Assigned task >>
Revise the Nobel Prize commentary from "Nobel Prize For" to "to look at.", replacing "illustrious" with "distinguished".

Passage shown >>
────────────────
Nobel Prize For Oxymoron
By Kevin Cook | October 13, 2008 | 11:05 PM | 0 Comments
This weekend the Nobel committee awarded economist Paul Krugman the 2008 Sveriges Riksbank Prize in Economic Sciences in Memory of Alfred Nobel (you may need an advanced degree just to remember that one). Mr. Krugman probably deserves an award for something in his illustrious career, not to mention his criticism of George W. Bush. But, we'll leave him alone today because it's the prize itself we want to look at.
A long-time critic of the Nobel for "Economic Sciences," Nassim Taleb surfaced on the radio bright and early this morning to talk to NPR's Renee Montagne about why he thinks the prize should be revoked from Myron Scholes and Robert Merton, the pair of 1997 winners who supposedly invented the option pricing model which bears one of their names. The Black-Scholes option pricing model was formulated by these two and Fischer Black in the early 1970's (Black's name is on the model, but not the later prize because Nobel does not award posthumoulsy).
────────────────
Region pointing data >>

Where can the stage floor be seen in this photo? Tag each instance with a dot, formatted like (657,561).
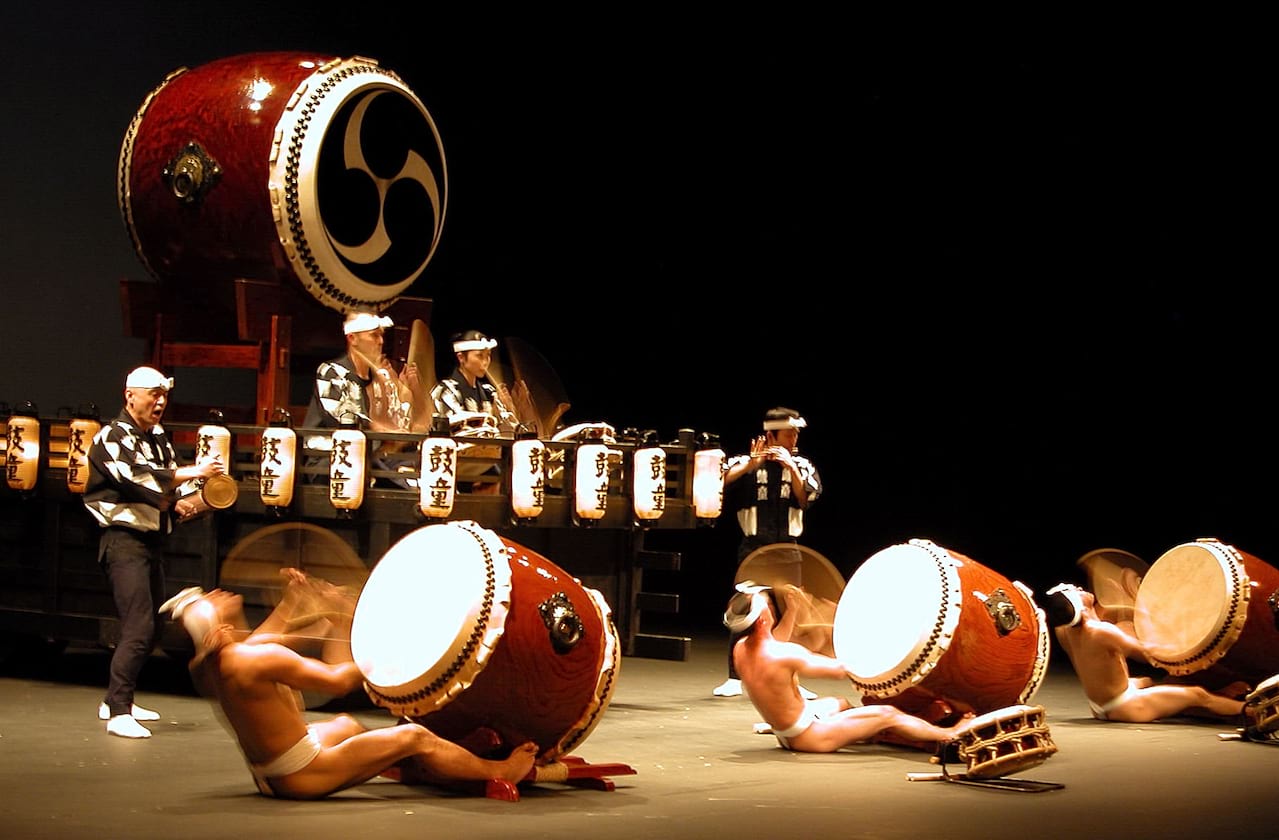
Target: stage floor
(698,772)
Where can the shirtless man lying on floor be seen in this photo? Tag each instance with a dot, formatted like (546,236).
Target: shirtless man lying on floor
(257,679)
(1099,651)
(770,668)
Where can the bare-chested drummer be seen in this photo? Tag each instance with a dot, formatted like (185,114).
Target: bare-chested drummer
(770,668)
(257,683)
(1099,651)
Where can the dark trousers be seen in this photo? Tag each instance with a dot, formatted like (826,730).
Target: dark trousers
(133,564)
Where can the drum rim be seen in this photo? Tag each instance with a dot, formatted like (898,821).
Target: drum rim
(926,652)
(444,679)
(1216,642)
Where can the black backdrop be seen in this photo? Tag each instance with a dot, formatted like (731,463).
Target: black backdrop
(1016,287)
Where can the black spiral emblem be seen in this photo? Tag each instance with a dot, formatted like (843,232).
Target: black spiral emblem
(380,188)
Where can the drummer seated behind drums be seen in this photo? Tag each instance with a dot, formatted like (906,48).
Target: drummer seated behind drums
(770,668)
(362,386)
(256,680)
(1099,651)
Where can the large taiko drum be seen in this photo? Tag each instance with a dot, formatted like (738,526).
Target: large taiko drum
(284,165)
(1206,607)
(466,632)
(918,624)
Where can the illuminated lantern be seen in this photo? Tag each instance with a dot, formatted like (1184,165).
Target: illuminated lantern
(22,449)
(214,441)
(347,468)
(591,482)
(438,477)
(279,462)
(527,476)
(709,478)
(83,427)
(649,480)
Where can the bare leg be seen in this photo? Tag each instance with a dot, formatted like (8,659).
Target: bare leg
(863,723)
(1168,701)
(366,754)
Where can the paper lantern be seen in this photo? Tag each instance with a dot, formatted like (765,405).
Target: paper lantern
(527,477)
(22,449)
(649,481)
(85,426)
(591,482)
(348,469)
(278,466)
(438,477)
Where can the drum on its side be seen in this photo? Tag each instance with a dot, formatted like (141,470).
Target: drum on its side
(283,166)
(918,624)
(463,630)
(1206,605)
(1005,742)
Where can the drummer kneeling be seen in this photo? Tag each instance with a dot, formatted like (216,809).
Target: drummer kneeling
(255,680)
(770,668)
(1099,652)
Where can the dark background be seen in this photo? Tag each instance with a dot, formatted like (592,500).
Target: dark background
(1014,281)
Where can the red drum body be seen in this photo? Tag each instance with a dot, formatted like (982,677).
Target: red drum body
(1208,609)
(468,633)
(284,165)
(918,624)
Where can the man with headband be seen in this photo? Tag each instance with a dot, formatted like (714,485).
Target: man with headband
(1099,651)
(361,388)
(132,492)
(771,666)
(256,678)
(769,490)
(468,390)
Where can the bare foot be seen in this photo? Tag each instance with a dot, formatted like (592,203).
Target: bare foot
(517,766)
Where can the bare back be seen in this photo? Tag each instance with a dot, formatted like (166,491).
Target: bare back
(770,673)
(1099,653)
(256,687)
────────────────
Response to the exercise >>
Nobel Prize For Oxymoron
By Kevin Cook | October 13, 2008 | 11:05 PM | 0 Comments
This weekend the Nobel committee awarded economist Paul Krugman the 2008 Sveriges Riksbank Prize in Economic Sciences in Memory of Alfred Nobel (you may need an advanced degree just to remember that one). Mr. Krugman probably deserves an award for something in his distinguished career, not to mention his criticism of George W. Bush. But, we'll leave him alone today because it's the prize itself we want to look at.